| MATERIAL PROVIDED |
++++

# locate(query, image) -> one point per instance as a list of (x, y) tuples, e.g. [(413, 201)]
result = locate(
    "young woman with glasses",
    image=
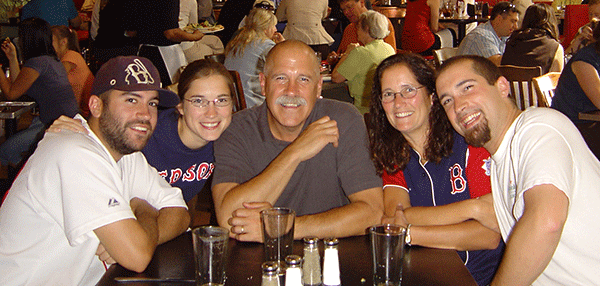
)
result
[(181, 146), (431, 176)]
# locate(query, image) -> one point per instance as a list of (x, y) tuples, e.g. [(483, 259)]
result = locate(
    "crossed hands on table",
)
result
[(483, 213), (245, 222)]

++++

| WHAT THIS TASK INVOLVES |
Copy every line of the items above verbatim, leaving out the pictures.

| EXERCISE RESULT |
# locate(query, image) -> one point per instance as a list of (x, y) tuples, e.g. [(413, 201)]
result = locate(
    "young woman with glasses",
    image=
)
result
[(181, 146), (431, 176)]
# locate(query, image) -> one point per instance as a list of (x, y) tuples, e.g. [(483, 259)]
result = locate(
    "crossed hands on table",
)
result
[(483, 213), (245, 222)]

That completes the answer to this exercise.